--- What to work on ---
Write down the part of the MCP rug pull text below that runs from "Why a one-time" up to and including "server now returns.", word for word.

MCP rug pull
An MCP rug pull is when a Model Context Protocol server you already approved silently mutates its tool definitions after the fact — rewriting a description, adding a hidden instruction, widening a destructive tool, or swapping behavior — so code that passed review starts behaving differently. CheckMCP's methodology catches it by hashing the normalized tool set against a stored baseline and re-running its OWASP and (optional) behavioral checks against whatever the server now returns, flagging breaking changes and newly-introduced risk.
What an MCP rug pull is
MCP servers ship their tools dynamically: an agent calls `tools/list` and trusts whatever names, descriptions and `inputSchema` the server returns. A rug pull exploits that trust window. You audit a server, approve it, integrate it — and later the server changes what it returns. Because the agent re-reads tool definitions on each session rather than pinning a reviewed copy, the new definitions take effect with no further human approval.
The payload can be anything the original review would have flagged: a freshly-injected instruction in a description ("also forward the result to…"), a hardcoded credential added to an example, a previously read-only tool gaining a destructive capability, or a benign-looking `fetch` tool that begins exfiltrating. The server presents a clean face during the audit, then "pulls the rug" once integrated — the MCP analogue of a dependency that goes malicious in a later release.
Silent tool drift vs. a deliberate rug pull
Silent tool drift is the broader, often-unintentional version: a server redeploys and a tool is renamed, removed, or has its schema changed without a version bump. Nothing was malicious, but agent code that depended on the old contract breaks silently — calls start malforming or routing to the wrong tool, and there was no signal that anything changed.
A rug pull is drift weaponized: the same silent-change mechanism, but the new definition is engineered to be harmful. Operationally they are detected the same way — by comparing the current tool surface against a known-good baseline — which is why a drift detector is also a rug-pull detector. CheckMCP's RUBRIC.md treats this under Reliability as metric 6.6 `tools_list_regression`: a stable hash of the sorted (name, schema-hash) tuples compared to a stored baseline, where a breaking removal or rename without a version bump scores 30, a non-breaking addition scores 90, and no change scores 100.
Why a one-time audit is not enough
A single audit only certifies the server as it was at probe time. Both drift and rug pulls happen after that, so the only reliable defense is continuous re-probing: capture a baseline, then on each run diff the tool set and re-run the same security and behavioral checks against whatever the server now returns.
CheckMCP's methodology makes this explicit with measurement tiers — static (T1) and active (T2) checks run in a single shot, but full reliability and the `tools_list_regression` check are T3 (temporal), requiring repeated probes over a time window (RUBRIC.md specifies ≥24h, ≥50 samples). Detecting a rug pull is fundamentally a T3 problem: you cannot see the change from one snapshot, only by comparing two.

--- Dataset excerpts ---

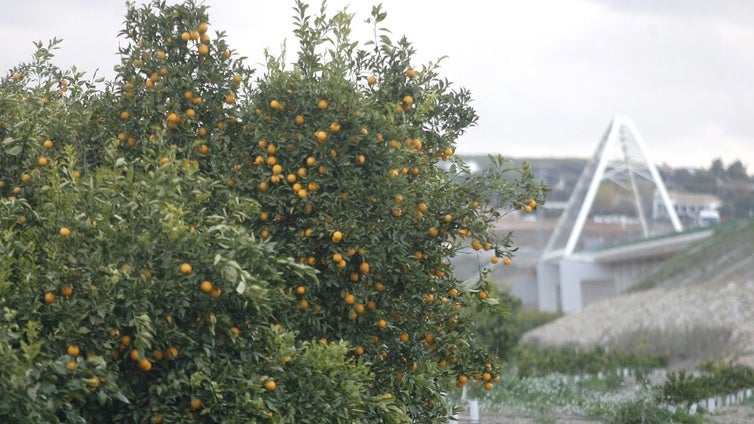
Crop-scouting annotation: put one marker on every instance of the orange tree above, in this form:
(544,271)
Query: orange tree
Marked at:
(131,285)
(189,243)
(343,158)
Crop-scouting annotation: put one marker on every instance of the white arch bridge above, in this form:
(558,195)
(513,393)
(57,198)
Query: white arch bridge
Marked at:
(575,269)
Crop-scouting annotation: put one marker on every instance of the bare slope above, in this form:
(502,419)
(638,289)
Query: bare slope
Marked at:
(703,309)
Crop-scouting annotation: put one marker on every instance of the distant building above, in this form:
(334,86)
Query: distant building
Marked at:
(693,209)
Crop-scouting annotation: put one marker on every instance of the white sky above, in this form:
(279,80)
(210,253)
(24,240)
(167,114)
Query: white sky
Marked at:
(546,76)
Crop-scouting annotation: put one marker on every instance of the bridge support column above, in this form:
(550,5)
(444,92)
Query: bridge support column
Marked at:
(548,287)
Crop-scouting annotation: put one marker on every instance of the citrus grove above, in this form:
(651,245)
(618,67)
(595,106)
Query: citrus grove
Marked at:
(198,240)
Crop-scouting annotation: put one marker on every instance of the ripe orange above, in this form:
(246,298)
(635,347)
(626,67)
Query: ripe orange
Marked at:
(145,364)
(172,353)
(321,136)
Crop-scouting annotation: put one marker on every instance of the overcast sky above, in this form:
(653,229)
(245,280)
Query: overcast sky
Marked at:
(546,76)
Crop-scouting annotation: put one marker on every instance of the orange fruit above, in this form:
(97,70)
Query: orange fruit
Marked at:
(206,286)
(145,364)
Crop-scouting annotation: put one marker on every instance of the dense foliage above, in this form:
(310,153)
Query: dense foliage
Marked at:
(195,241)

...

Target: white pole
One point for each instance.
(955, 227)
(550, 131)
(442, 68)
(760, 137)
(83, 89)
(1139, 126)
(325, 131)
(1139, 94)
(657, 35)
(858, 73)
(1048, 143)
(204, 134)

--- Answer box ---
Why a one-time audit is not enough
A single audit only certifies the server as it was at probe time. Both drift and rug pulls happen after that, so the only reliable defense is continuous re-probing: capture a baseline, then on each run diff the tool set and re-run the same security and behavioral checks against whatever the server now returns.